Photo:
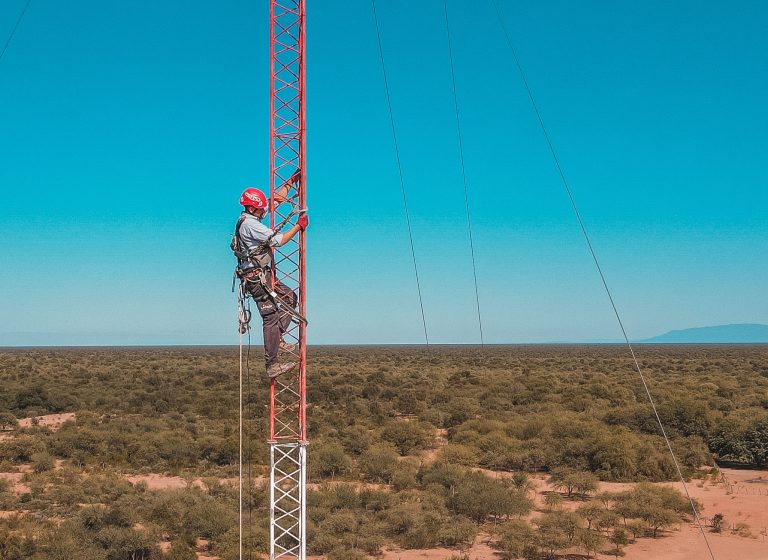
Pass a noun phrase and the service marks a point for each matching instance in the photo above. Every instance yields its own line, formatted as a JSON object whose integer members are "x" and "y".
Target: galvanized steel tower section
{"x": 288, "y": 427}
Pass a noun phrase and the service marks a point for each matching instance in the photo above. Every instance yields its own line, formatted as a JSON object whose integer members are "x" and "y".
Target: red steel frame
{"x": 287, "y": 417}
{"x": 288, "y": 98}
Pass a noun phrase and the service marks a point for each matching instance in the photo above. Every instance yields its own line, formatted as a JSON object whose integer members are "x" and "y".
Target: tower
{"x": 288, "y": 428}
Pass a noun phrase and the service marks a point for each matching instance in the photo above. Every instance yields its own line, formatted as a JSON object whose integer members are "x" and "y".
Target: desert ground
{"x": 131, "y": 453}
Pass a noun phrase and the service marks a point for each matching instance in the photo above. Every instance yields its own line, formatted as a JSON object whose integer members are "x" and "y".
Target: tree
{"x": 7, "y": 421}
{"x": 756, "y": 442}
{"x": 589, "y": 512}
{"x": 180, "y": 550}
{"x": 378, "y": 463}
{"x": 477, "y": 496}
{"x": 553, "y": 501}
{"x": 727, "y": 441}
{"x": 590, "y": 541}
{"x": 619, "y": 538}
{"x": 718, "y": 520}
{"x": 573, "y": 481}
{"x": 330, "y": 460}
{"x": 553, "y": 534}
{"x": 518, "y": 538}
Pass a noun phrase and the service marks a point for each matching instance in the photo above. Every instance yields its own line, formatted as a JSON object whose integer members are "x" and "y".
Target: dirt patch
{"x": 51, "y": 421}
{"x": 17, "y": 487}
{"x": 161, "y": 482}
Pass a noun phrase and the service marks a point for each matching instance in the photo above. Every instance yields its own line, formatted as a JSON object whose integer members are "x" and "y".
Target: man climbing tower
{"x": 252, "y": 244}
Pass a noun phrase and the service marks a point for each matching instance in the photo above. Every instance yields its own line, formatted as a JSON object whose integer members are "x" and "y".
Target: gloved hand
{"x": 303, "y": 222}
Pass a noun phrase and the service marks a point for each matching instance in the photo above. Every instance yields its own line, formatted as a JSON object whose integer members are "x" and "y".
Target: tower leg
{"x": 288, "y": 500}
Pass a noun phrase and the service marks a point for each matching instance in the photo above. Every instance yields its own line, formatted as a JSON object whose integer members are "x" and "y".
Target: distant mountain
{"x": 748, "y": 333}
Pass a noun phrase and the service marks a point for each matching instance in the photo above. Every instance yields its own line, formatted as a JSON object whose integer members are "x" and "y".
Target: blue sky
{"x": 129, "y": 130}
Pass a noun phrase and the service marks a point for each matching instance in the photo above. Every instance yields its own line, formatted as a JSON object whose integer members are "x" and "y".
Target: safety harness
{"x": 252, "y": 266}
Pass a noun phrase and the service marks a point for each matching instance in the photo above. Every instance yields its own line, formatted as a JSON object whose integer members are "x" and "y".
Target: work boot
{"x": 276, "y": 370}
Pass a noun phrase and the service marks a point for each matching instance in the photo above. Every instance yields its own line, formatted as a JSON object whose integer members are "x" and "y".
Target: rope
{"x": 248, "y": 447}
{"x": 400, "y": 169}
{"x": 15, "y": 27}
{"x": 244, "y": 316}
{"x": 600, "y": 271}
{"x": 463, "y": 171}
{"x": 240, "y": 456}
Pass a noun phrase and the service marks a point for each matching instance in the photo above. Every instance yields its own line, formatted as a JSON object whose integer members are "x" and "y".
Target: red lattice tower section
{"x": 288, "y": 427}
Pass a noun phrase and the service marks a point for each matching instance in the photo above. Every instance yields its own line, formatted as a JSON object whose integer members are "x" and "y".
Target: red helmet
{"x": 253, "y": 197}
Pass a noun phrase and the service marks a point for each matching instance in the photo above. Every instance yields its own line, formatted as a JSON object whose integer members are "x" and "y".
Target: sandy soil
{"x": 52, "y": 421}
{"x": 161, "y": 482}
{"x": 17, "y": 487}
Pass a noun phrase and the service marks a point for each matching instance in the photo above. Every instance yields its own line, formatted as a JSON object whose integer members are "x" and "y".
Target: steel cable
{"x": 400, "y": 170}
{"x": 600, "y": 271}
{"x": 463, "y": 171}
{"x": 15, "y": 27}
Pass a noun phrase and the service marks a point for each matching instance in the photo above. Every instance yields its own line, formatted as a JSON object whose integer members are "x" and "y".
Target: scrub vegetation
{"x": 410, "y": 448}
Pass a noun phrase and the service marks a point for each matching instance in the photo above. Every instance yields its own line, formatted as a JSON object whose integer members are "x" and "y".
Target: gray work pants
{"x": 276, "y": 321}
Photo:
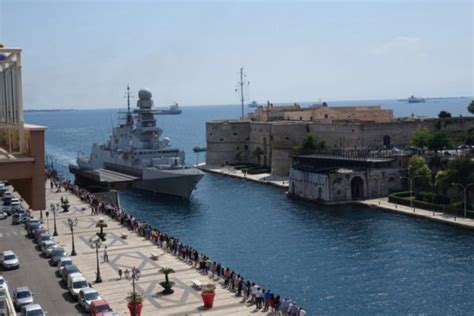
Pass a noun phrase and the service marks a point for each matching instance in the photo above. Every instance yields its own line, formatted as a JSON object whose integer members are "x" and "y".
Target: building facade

──────────────────────────────

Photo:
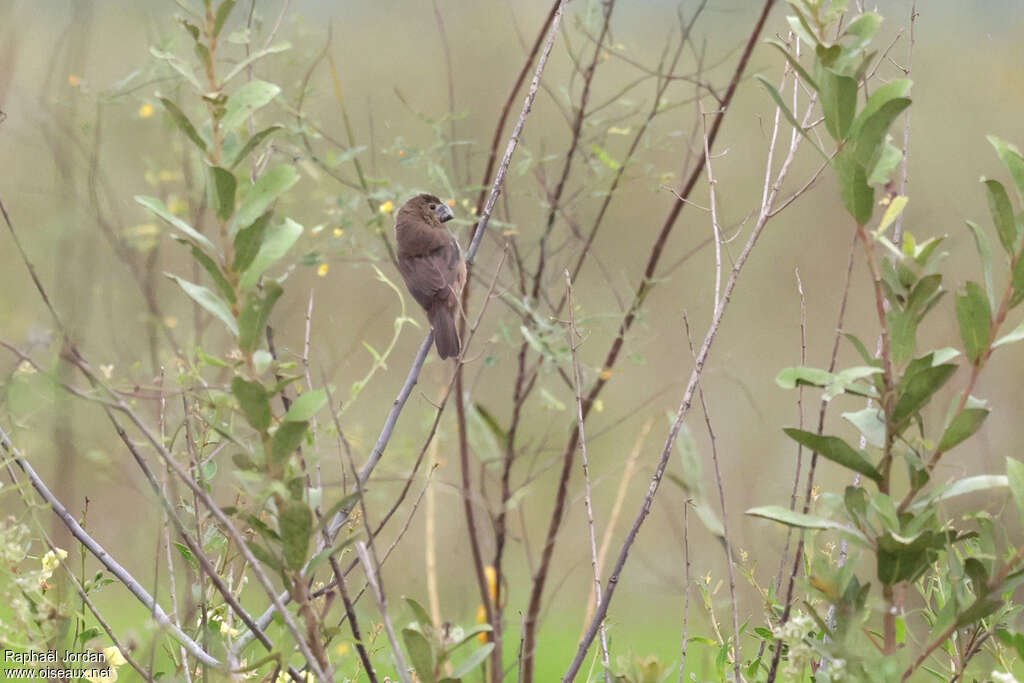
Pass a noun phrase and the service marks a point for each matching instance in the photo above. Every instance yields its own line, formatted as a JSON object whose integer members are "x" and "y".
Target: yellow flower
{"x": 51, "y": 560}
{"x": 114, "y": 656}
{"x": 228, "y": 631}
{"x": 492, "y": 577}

──────────────────────────────

» **Your goal**
Return, exactly as they stand, the lines above from the one with "Target: scrub vegetation" to the one with "Target: building facade", omitting any pictures among them.

» **Answer**
Target: scrub vegetation
{"x": 410, "y": 448}
Pass a noun phrase and the service marks a point for each matching instance in the photo above. Every instance yields its own line, formatted as a JSON object whose integer members are "x" and "y".
Target: gray work pants
{"x": 276, "y": 321}
Photo:
Pass a noun phrase and the service marks a point for each matching instance in the photo above. Every instance yields its own line, formatted as a JSON object whose integer members are "x" and "y".
Target: building facade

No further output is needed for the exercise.